======== DATA FOR THE TASK

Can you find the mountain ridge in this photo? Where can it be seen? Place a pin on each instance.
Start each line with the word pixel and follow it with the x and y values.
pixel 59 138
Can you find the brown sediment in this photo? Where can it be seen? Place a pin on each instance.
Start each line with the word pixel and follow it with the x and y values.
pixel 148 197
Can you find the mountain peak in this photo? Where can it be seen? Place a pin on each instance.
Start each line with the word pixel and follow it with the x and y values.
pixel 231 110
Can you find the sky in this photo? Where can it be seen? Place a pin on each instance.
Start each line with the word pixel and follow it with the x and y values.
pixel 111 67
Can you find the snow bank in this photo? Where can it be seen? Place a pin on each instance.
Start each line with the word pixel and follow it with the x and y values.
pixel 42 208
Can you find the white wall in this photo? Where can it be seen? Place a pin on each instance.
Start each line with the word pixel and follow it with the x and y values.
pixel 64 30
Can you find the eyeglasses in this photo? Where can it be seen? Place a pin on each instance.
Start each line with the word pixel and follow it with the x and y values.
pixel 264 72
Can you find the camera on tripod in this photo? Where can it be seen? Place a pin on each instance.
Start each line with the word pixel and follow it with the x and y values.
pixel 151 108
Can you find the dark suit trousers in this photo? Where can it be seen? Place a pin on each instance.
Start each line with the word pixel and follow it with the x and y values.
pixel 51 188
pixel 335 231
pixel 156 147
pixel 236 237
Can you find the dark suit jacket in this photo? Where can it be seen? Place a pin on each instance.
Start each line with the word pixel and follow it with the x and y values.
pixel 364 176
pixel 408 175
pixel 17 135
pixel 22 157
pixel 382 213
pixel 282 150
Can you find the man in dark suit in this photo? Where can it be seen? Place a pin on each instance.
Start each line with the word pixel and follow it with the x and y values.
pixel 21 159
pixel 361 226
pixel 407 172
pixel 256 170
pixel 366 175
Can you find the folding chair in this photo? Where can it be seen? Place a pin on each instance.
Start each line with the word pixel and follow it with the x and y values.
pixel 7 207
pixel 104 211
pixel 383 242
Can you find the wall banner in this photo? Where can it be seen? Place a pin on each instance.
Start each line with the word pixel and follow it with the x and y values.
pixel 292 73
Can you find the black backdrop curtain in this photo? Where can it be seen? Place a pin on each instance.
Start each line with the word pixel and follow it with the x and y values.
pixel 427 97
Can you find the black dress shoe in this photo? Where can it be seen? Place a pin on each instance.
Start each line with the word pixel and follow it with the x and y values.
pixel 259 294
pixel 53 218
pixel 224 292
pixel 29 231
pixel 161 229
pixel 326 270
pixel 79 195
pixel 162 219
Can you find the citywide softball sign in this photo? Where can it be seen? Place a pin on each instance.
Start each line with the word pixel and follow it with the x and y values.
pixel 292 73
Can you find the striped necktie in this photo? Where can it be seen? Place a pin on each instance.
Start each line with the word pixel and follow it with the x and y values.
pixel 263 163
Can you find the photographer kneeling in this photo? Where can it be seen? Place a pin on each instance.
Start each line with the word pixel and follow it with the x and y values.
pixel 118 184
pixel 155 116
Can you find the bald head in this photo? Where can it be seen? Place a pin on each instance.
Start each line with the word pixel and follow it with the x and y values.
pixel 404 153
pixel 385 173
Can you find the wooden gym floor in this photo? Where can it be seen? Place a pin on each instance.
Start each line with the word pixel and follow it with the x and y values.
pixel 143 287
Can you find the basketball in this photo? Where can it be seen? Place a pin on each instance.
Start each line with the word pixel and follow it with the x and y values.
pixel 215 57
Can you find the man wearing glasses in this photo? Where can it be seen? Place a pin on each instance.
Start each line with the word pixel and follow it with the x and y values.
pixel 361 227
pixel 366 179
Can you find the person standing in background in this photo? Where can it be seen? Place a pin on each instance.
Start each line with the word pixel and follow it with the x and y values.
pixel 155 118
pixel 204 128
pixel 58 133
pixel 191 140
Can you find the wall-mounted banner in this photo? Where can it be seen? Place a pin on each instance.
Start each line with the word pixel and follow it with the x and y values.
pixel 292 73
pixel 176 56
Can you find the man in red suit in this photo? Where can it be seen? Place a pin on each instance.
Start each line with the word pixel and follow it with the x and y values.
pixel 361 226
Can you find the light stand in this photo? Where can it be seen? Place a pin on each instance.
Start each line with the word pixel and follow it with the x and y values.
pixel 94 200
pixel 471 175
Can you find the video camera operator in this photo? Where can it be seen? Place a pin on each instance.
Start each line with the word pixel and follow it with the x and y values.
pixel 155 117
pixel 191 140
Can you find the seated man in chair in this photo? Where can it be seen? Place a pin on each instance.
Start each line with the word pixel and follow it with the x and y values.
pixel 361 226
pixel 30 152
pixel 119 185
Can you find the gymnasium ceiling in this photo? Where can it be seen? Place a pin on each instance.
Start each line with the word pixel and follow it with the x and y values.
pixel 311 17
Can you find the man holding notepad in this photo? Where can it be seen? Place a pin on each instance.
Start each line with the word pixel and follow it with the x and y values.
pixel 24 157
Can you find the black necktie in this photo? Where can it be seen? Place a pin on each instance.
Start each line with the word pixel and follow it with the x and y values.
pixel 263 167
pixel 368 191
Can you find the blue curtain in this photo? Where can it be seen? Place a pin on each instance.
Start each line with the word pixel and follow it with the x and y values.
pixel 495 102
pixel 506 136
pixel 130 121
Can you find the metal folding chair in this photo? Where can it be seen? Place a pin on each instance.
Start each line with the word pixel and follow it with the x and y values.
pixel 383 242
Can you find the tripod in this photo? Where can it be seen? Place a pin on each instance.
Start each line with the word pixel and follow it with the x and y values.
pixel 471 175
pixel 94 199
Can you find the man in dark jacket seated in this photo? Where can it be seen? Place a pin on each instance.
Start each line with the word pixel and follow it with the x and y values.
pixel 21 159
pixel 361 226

================

TASK INSTRUCTIONS: Rewrite all of the data above, changing the word "pin" to "marker" wherever it occurs and leaving every other line and word unchanged.

THE OUTPUT:
Can you find the mountain ridge in this photo? Where can it be seen? Place a marker on each instance.
Start each line with the word pixel and follow it with the x and y values.
pixel 59 138
Can you find the brown sediment in this photo? Where can it be seen? Place a marker on each instance.
Start each line with the word pixel and follow it with the x and y values.
pixel 148 197
Can you find the mountain peak in this photo? Where can it be seen? Place a marker on each instance.
Start each line with the word pixel and follow it with the x and y values.
pixel 231 110
Can you find the sky in this photo? Where can it be seen? Place a marker on each instance.
Start each line with the word pixel and follow it with the x and y values.
pixel 111 67
Can you find the snow bank in this photo? Where can it be seen? Place a marker on each instance.
Start each line with the word pixel and follow it with the x and y values.
pixel 42 208
Can you find the white wall in this photo? Where can it be seen? Place a marker on each instance.
Start each line with the word pixel and follow it with the x and y values.
pixel 64 30
Can you find the eyeglasses in this photo? Where can it be seen? Place a marker on each instance.
Start each line with the word pixel and follow it with the x and y values.
pixel 264 72
Can you find the camera on tripod in this photo? Where can it be seen? Place a marker on each instance.
Start each line with the word pixel and follow it with the x and y values.
pixel 151 108
Can you find the dark suit trousers in this photo? Where can it be seen? Place a marker on each instance.
Start each line with the word pixel and follow it with the x and y values.
pixel 51 188
pixel 335 231
pixel 156 147
pixel 236 237
Can you find the dark suit jacket in this photo? Where can it be seen? Place a marker on each instance.
Start each line with the word pixel and follow it with the x and y values.
pixel 364 176
pixel 408 175
pixel 17 135
pixel 22 157
pixel 382 213
pixel 282 150
Can you find the man in dark suit in this photo? Where can it be seen? Place a marker on each instance.
Start each line with the word pixel and follow it with the x and y values.
pixel 21 159
pixel 361 226
pixel 407 172
pixel 256 170
pixel 366 175
Can you find the folding chair in this photo? Where can it be seen? Place a marker on each instance.
Start each line with the word pixel and follow it with the x and y values.
pixel 7 207
pixel 104 211
pixel 383 242
Can you find the wall banner in this photo? Where can it be seen? Place a marker on each instance.
Start each line with the word pixel and follow it with the x and y values.
pixel 292 73
Can you find the black backdrop curtain in this photo? Where can it be seen? Place a marker on each instance.
Start each line with the word pixel and follow it with the x and y values.
pixel 427 97
Can you find the black dress shoe in this photo? Where can it be seen? Place a marker on each instance.
Start each line with the word pixel and follow it with the x and y values.
pixel 259 294
pixel 53 218
pixel 224 292
pixel 29 231
pixel 161 229
pixel 326 270
pixel 79 195
pixel 162 219
Can you find the citywide softball sign in this photo? Where can it be seen? Place a marker on each instance.
Start each line with the word pixel and follow it with the x and y values.
pixel 292 73
Can you find the striped necktie in this photo? Where can it be seen? Place a marker on each instance.
Start each line with the word pixel and follow it with the x and y values.
pixel 263 163
Can you find the photographer kneeling in this photo? Where can it be seen? Place a marker on each instance.
Start each line with the word pixel and follow it with the x and y values.
pixel 118 184
pixel 155 116
Can you find the bald head in this photo? Where can it be seen? Place a marker on each instance.
Start each line with the word pixel and follow it with the x and y values.
pixel 404 153
pixel 385 173
Can you find the wooden gym floor in this photo? Where can it be seen? Place a marker on each instance.
Start each line with the word pixel and follow it with the x and y values.
pixel 143 287
Can you find the basketball in this photo? Where can it be seen? Place a marker on each instance.
Start each line with the word pixel and follow it with the x and y values.
pixel 215 57
Can you find the man wearing glasses in this photo? Where can it be seen? Place a marker on each instance.
Start each line with the word pixel and follow it with the x and y values.
pixel 361 227
pixel 366 179
Can you find the person standing in background in this photo? Where can it be seen? Place a marker on each instance.
Start each line with the word pixel and follow it with the x and y values.
pixel 155 118
pixel 204 128
pixel 58 133
pixel 191 140
Can you find the wall-mounted banner in this photo? Where can it be seen? Place a marker on each instance.
Start each line with the word pixel and follow it with the x and y values.
pixel 292 73
pixel 176 56
Can you find the man in red suit in this photo? Where can it be seen? Place a marker on each instance.
Start each line with the word pixel and follow it with the x and y values.
pixel 361 226
Can you find the light stand in this photo? Where can it be seen? Place a marker on each instance.
Start each line with the word pixel and follow it with the x and y values.
pixel 94 200
pixel 471 175
Can you find the video camera operator in this photo? Where can it be seen? Place a marker on each instance.
Start each line with the word pixel and follow it with the x and y values.
pixel 155 117
pixel 191 140
Can you find the seated man in chair in this photo? Where can it be seen? Place a marker on each instance.
Start each line with the word pixel and follow it with the x and y values.
pixel 361 226
pixel 30 152
pixel 119 185
Can you find the gymnasium ceiling in this photo? Where can it be seen? Place a marker on each instance.
Start each line with the word pixel and follow it with the x and y values.
pixel 311 17
Can you find the man holding notepad in this photo? Where can it be seen? Place a marker on each instance.
Start each line with the word pixel and follow it with the x and y values.
pixel 24 157
Can you find the black necktie in this photo? Where can it be seen? Place a marker on each instance.
Start each line with the word pixel and follow it with the x and y values.
pixel 263 167
pixel 368 191
Can you find the blue curtain in this photo? Where can it be seen? Place a marker on each instance.
Start each line with the word pixel and follow it with the x and y values.
pixel 495 102
pixel 506 136
pixel 130 121
Can you find the metal folding chair in this photo? Where can it be seen? Place a marker on each instance.
Start each line with the word pixel and follow it with the x and y values.
pixel 383 242
Can you find the tripod in this photo? Where can it be seen? Place a marker on each instance.
Start each line with the word pixel and follow it with the x and y values.
pixel 471 175
pixel 94 199
Can you find the man in dark jacket seated in this photo? Where can it be seen? Place a marker on each instance.
Start each line with the word pixel and follow it with the x and y values.
pixel 21 159
pixel 361 226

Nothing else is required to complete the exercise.